[Referring expression pointing data]
┄┄┄┄┄┄┄┄┄┄
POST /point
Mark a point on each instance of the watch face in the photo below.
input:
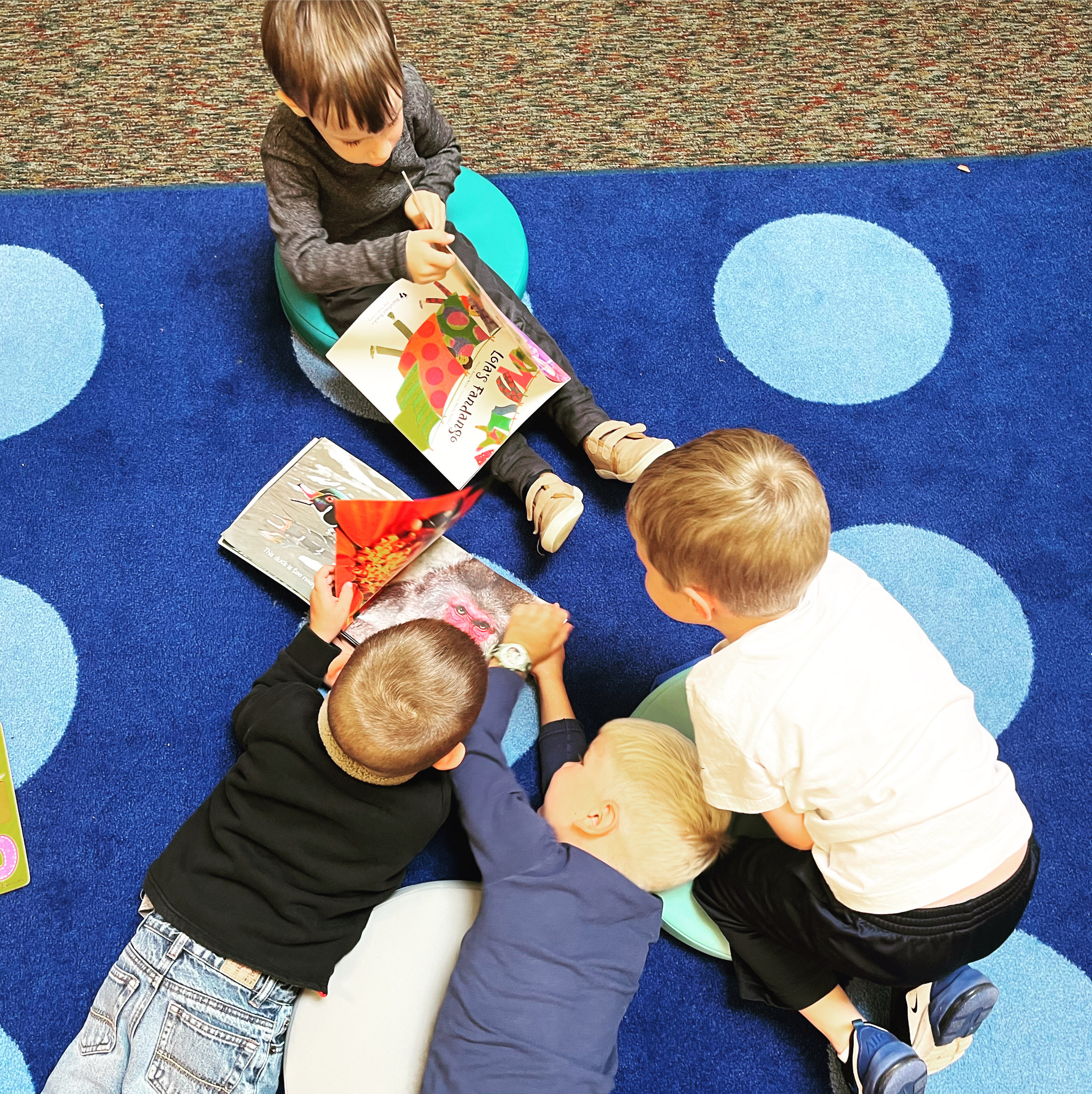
(513, 657)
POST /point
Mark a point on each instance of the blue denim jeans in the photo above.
(167, 1019)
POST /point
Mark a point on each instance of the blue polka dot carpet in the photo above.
(921, 333)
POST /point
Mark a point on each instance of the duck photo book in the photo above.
(327, 508)
(450, 370)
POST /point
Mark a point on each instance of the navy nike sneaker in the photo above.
(880, 1064)
(945, 1015)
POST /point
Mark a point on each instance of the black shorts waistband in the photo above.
(969, 913)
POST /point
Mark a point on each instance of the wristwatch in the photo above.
(514, 657)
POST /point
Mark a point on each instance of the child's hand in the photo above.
(427, 210)
(540, 629)
(551, 668)
(423, 261)
(339, 662)
(328, 613)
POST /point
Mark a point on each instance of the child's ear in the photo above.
(599, 822)
(704, 604)
(291, 105)
(453, 760)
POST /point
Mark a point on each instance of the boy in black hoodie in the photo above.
(273, 878)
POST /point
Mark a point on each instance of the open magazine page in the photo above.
(376, 540)
(445, 582)
(288, 531)
(446, 367)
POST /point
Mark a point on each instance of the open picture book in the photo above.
(392, 551)
(449, 368)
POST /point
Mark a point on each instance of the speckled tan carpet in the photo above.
(143, 92)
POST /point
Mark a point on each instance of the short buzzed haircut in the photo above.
(669, 831)
(335, 59)
(736, 513)
(408, 696)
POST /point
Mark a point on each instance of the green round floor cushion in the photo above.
(477, 208)
(682, 915)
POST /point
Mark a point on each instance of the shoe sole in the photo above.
(905, 1078)
(634, 473)
(960, 1023)
(558, 531)
(967, 1014)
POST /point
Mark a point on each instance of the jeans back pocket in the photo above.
(100, 1033)
(194, 1057)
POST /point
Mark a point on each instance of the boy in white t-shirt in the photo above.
(903, 851)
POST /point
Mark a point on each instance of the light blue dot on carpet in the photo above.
(38, 674)
(960, 602)
(832, 309)
(1038, 1040)
(523, 729)
(1039, 1037)
(14, 1075)
(51, 337)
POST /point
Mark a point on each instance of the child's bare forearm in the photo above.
(788, 826)
(553, 698)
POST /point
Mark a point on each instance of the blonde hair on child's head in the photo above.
(408, 696)
(670, 833)
(335, 59)
(736, 513)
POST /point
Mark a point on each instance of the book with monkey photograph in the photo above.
(327, 508)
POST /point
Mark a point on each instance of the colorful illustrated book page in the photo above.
(14, 872)
(375, 540)
(451, 370)
(289, 531)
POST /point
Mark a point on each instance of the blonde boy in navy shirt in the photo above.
(903, 851)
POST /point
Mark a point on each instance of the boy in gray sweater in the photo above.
(352, 119)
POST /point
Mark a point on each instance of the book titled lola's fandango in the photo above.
(389, 546)
(449, 368)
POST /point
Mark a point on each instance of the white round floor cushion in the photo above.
(372, 1032)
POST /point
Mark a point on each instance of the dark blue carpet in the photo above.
(111, 510)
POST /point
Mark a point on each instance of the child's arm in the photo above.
(788, 827)
(506, 835)
(561, 738)
(311, 658)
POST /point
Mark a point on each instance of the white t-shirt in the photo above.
(845, 709)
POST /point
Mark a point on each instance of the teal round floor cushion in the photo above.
(682, 915)
(477, 208)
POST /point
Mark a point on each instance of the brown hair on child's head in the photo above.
(335, 59)
(670, 833)
(736, 513)
(408, 696)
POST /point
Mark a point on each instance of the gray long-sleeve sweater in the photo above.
(341, 224)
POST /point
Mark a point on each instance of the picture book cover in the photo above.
(375, 540)
(289, 531)
(451, 370)
(14, 872)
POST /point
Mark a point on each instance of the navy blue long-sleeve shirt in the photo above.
(550, 965)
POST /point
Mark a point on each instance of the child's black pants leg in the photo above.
(797, 940)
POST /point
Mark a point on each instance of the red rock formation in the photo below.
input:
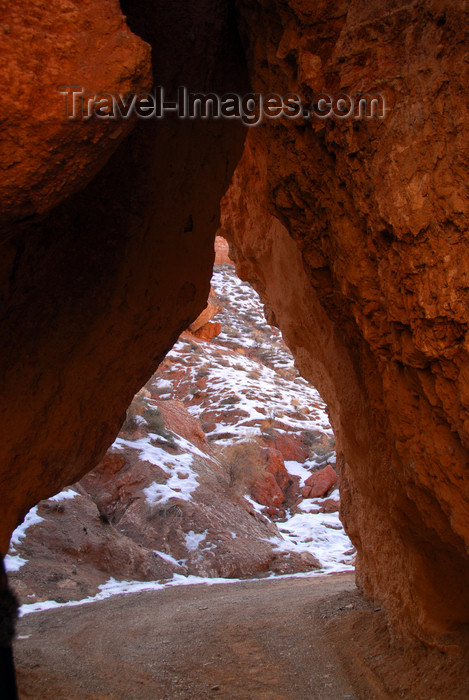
(211, 309)
(354, 233)
(319, 483)
(96, 290)
(44, 156)
(222, 251)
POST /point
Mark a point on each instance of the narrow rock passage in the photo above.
(256, 639)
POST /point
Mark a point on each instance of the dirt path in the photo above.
(267, 640)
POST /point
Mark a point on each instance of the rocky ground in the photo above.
(282, 639)
(224, 468)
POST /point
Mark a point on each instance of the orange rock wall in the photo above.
(355, 235)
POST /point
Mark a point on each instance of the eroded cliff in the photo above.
(354, 233)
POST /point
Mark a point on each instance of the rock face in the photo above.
(125, 262)
(44, 156)
(355, 235)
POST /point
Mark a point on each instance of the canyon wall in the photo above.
(107, 227)
(355, 234)
(353, 231)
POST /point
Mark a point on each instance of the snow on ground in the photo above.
(251, 382)
(13, 562)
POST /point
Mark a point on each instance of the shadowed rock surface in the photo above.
(354, 233)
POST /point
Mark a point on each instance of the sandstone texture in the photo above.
(96, 290)
(355, 234)
(169, 501)
(45, 156)
(222, 251)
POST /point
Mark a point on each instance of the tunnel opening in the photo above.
(224, 468)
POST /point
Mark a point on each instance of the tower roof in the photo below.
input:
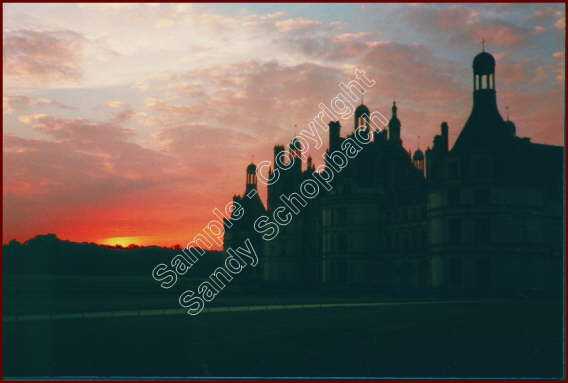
(251, 169)
(418, 155)
(484, 63)
(361, 109)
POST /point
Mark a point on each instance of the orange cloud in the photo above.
(43, 56)
(460, 24)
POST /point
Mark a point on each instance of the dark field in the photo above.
(477, 339)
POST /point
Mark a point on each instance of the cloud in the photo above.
(13, 104)
(459, 24)
(44, 56)
(296, 24)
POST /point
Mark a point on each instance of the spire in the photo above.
(394, 125)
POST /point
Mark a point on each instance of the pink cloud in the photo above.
(13, 104)
(43, 56)
(461, 24)
(295, 24)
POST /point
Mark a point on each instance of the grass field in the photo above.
(483, 339)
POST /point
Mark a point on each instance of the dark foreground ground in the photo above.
(477, 339)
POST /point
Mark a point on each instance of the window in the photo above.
(453, 197)
(453, 170)
(482, 230)
(455, 230)
(482, 167)
(455, 271)
(342, 216)
(482, 197)
(342, 242)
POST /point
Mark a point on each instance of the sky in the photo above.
(129, 123)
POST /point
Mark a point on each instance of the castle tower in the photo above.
(251, 178)
(394, 125)
(485, 128)
(362, 115)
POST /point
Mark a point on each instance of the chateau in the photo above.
(484, 215)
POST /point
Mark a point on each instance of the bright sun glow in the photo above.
(122, 241)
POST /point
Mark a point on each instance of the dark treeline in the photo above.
(49, 255)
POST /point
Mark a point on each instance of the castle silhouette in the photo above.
(483, 216)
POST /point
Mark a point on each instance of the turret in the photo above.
(394, 125)
(334, 133)
(251, 178)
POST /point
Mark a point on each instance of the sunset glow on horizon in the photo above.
(129, 123)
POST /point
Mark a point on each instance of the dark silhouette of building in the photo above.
(485, 215)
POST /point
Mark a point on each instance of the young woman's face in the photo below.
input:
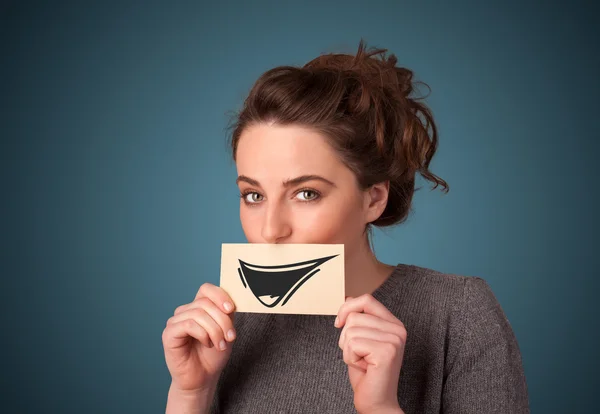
┄┄┄┄┄┄┄┄┄┄
Your goal -
Write the lines from the one with "Mark a point on each instance of the young" through the last line of the entries out again exactly, both ends included, and skip the pictures.

Exercise output -
Mark a point on each instance of the young woman's face in the photo below.
input:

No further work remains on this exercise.